## AIM OF THE EXERCISE
Reproduce the records below exactly as given.
★ ★ ★ ★ ★
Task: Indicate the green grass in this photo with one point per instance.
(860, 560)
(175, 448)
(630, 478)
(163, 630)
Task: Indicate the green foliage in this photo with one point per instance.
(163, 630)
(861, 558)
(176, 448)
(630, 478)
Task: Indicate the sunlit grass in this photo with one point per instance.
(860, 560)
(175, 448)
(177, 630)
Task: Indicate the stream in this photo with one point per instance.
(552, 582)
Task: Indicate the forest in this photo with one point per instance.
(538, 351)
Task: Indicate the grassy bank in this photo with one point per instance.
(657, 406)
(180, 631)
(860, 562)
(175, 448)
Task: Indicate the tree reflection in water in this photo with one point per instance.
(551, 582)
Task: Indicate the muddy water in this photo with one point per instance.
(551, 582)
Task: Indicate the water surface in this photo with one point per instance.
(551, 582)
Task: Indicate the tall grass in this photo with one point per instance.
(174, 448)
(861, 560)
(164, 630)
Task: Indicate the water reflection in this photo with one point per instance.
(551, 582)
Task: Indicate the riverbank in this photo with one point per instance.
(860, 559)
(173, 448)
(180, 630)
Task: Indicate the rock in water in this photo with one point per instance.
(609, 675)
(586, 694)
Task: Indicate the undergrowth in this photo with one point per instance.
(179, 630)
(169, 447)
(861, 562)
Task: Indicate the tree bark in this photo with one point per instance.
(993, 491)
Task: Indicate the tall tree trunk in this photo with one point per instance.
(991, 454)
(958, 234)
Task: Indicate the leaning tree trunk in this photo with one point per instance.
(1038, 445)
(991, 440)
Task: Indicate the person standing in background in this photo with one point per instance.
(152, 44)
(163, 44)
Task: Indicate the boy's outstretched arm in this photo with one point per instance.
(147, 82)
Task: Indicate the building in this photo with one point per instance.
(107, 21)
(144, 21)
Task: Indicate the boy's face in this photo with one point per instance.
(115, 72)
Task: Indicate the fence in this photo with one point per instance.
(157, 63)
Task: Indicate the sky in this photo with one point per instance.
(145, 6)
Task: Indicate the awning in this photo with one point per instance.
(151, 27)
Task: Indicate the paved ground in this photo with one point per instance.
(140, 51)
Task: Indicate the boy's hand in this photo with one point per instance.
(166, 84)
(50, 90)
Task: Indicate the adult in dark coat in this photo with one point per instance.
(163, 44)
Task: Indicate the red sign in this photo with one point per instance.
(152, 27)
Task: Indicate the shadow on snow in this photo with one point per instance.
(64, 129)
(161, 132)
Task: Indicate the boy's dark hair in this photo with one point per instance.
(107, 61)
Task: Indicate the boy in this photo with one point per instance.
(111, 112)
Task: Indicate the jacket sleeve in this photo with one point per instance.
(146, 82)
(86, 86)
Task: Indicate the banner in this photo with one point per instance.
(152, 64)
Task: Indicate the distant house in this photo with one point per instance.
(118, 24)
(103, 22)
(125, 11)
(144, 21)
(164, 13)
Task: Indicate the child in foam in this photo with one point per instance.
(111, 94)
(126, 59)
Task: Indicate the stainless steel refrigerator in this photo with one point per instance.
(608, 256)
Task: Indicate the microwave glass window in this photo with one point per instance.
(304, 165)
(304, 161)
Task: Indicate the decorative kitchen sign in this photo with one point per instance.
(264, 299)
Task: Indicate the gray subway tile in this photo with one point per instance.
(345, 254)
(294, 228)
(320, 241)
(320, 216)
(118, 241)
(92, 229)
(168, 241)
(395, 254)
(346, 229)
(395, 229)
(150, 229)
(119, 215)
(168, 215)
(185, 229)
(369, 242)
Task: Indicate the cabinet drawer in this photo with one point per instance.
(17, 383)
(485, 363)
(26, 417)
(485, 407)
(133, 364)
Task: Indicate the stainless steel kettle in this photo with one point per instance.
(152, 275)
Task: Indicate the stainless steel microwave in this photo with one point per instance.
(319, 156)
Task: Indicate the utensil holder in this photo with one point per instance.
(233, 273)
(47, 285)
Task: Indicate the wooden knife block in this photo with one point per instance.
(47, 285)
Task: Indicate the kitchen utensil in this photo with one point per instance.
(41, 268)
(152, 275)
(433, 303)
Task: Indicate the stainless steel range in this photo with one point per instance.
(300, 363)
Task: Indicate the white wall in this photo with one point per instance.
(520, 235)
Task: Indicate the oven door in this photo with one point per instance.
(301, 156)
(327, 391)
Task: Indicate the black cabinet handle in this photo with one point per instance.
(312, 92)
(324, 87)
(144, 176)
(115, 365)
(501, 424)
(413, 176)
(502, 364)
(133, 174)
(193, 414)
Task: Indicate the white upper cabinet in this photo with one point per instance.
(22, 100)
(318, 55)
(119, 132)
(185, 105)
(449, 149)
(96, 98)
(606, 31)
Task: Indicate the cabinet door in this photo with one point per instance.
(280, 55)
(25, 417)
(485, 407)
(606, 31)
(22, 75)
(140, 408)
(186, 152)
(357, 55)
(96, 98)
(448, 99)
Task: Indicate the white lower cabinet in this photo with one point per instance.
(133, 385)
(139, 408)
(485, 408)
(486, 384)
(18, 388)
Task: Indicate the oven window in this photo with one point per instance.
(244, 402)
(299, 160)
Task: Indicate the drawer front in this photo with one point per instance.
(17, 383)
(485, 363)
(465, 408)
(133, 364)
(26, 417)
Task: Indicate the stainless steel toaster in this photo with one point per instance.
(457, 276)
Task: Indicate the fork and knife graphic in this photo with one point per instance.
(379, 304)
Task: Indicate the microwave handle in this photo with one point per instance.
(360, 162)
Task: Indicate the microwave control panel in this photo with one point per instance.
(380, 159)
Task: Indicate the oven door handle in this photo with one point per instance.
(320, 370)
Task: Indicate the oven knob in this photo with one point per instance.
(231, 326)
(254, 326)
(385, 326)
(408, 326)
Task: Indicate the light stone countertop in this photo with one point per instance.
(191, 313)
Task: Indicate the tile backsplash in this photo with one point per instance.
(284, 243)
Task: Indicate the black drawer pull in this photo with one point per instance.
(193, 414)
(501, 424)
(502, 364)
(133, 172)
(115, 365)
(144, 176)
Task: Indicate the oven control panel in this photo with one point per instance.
★ ★ ★ ★ ★
## TASK ANSWER
Task: Indicate the green grass in this photo with one point per instance.
(860, 560)
(175, 448)
(630, 478)
(163, 630)
Task: Indicate the green foliage in this photo with one point per instance.
(163, 630)
(861, 558)
(176, 448)
(630, 478)
Task: Indicate the sunlit grass in this photo with one point per instance.
(860, 560)
(175, 448)
(177, 630)
Task: Indicate the stream in this photo with one point per instance.
(552, 582)
Task: Indicate the forest in this photo with one point per instance.
(538, 351)
Task: Indicate the grassy bank in this photo with one point per instance.
(657, 406)
(180, 631)
(860, 562)
(175, 448)
Task: Indicate the tree reflection in water in this photo with one point per instance.
(551, 582)
Task: Indicate the muddy water in this photo with one point per instance.
(551, 582)
Task: Indicate the water surface in this photo with one point per instance.
(551, 582)
Task: Indicate the tall grass in this photo with one point per instance.
(174, 448)
(861, 560)
(164, 630)
Task: Indicate the water reflection in this photo with one point per instance.
(551, 582)
Task: Indicate the riverbank in this photo with one point per instance.
(860, 559)
(173, 448)
(180, 630)
Task: Indicate the rock in water in this photo with one point per instance.
(609, 675)
(586, 694)
Task: Indicate the undergrowth in this photo with one point per instance.
(179, 630)
(169, 447)
(861, 562)
Task: Indicate the tree bark in this photo with one point per instance.
(993, 491)
Task: Indicate the tall tree trunk in this photo with one point per instance.
(991, 454)
(958, 234)
Task: Indicate the leaning tree trunk in this photo with one point per instance.
(1038, 445)
(991, 440)
Task: Indicate the person standing in background in this photo with one point per instance.
(152, 44)
(163, 44)
Task: Indicate the boy's outstretched arm in this photo with one point per instance.
(147, 82)
Task: Indicate the building in this photo with one point per instance.
(107, 21)
(144, 21)
Task: Indicate the boy's face in this photo with one point per instance.
(115, 72)
Task: Indicate the fence in this photo with one point per instance.
(157, 63)
Task: Indicate the sky in this photo with one point per instance.
(145, 6)
Task: Indicate the awning in this photo with one point per instance.
(151, 27)
Task: Indicate the paved ground in this photo with one point per instance.
(140, 51)
Task: Indicate the boy's hand in this photo with one point per instance.
(166, 84)
(50, 90)
Task: Indicate the adult in dark coat in this photo with one point per instance.
(163, 44)
Task: Indicate the red sign in this photo with one point per instance.
(152, 27)
Task: Indicate the shadow on snow in this photo with one point per instance.
(64, 129)
(161, 132)
Task: Indicate the boy's dark hair in this photo with one point per instance.
(107, 61)
Task: Indicate the boy in this photo with one point per instance.
(111, 112)
Task: Indicate the jacket sleeve in this photo with one point per instance.
(146, 82)
(86, 86)
Task: Indicate the banner in this photo with one point per instance.
(152, 64)
Task: Indicate the distant house in this photo with one point per instance.
(118, 24)
(103, 22)
(125, 11)
(144, 21)
(164, 13)
Task: Indicate the child in foam in this photo with one point per instance.
(111, 94)
(126, 59)
Task: Indicate the stainless steel refrigerator in this photo with one point per instance.
(608, 256)
Task: Indicate the microwave glass window in this photo with one point per instance.
(304, 165)
(304, 161)
Task: Indicate the decorative kitchen sign in this photo with one point per instance.
(264, 299)
Task: Indicate the gray subway tile in this photo with one point per instance.
(345, 254)
(294, 228)
(320, 241)
(320, 216)
(118, 241)
(92, 229)
(168, 241)
(395, 254)
(346, 229)
(395, 229)
(150, 229)
(119, 215)
(168, 215)
(185, 229)
(369, 242)
Task: Indicate the cabinet drawer in this photo with one point per instance.
(17, 383)
(485, 363)
(26, 417)
(485, 407)
(133, 364)
Task: Indicate the stainless steel kettle in this photo with one point per instance.
(152, 275)
Task: Indicate the stainless steel microwave in this photo with one point per instance.
(319, 156)
Task: Indicate the utensil holder in this photo with one point per instance.
(233, 273)
(47, 285)
Task: Indicate the wooden knife block in this photo with one point per instance.
(47, 285)
Task: Indicate the kitchen utensil in this photo with one point per instance.
(41, 268)
(152, 275)
(433, 303)
Task: Indicate the stainless steel range in this photo with one point per instance.
(300, 363)
Task: Indicate the white wall in this photo with one point per instance.
(520, 235)
Task: Indicate the oven door in this photo with one point per instance.
(301, 156)
(327, 391)
Task: Indicate the black cabinet handle in this photo with one point per instance.
(312, 92)
(324, 87)
(144, 176)
(115, 365)
(501, 424)
(413, 176)
(502, 364)
(133, 174)
(193, 414)
Task: Indicate the white upper cabinet in this photo with one point per instance.
(22, 100)
(318, 55)
(119, 132)
(185, 105)
(449, 149)
(96, 98)
(606, 31)
Task: Indicate the cabinet door in this photo with one point per instance.
(280, 55)
(25, 417)
(485, 407)
(606, 31)
(22, 75)
(140, 408)
(186, 152)
(357, 55)
(96, 98)
(448, 99)
Task: Indicate the white lower cabinet in this photo with one point per instance.
(133, 385)
(139, 408)
(485, 408)
(486, 384)
(18, 388)
Task: Indicate the oven window in this photo with one point per instance.
(244, 402)
(299, 160)
Task: Indicate the drawer front in this photo with one point per instance.
(17, 383)
(485, 363)
(465, 408)
(133, 364)
(26, 417)
Task: Indicate the stainless steel toaster in this photo with one point per instance.
(457, 276)
Task: Indicate the fork and knife graphic in this photo with one point per instance.
(379, 304)
Task: Indicate the microwave handle in this photo with one point per instance.
(360, 162)
Task: Indicate the microwave control panel in this photo with one point per instance.
(380, 159)
Task: Indicate the oven door handle in this photo with one point per instance.
(320, 370)
Task: Indicate the oven knob in this photo with one point per instance.
(231, 326)
(254, 326)
(385, 326)
(408, 326)
Task: Indicate the light stone countertop in this photo with one point per instance.
(191, 313)
Task: Indicate the tile backsplash in this photo with one point per instance.
(284, 243)
Task: Indicate the black drawer pull in this photo with one point per instance.
(193, 414)
(501, 424)
(502, 364)
(133, 172)
(115, 365)
(144, 176)
Task: Indicate the oven control panel in this photo with one point per instance.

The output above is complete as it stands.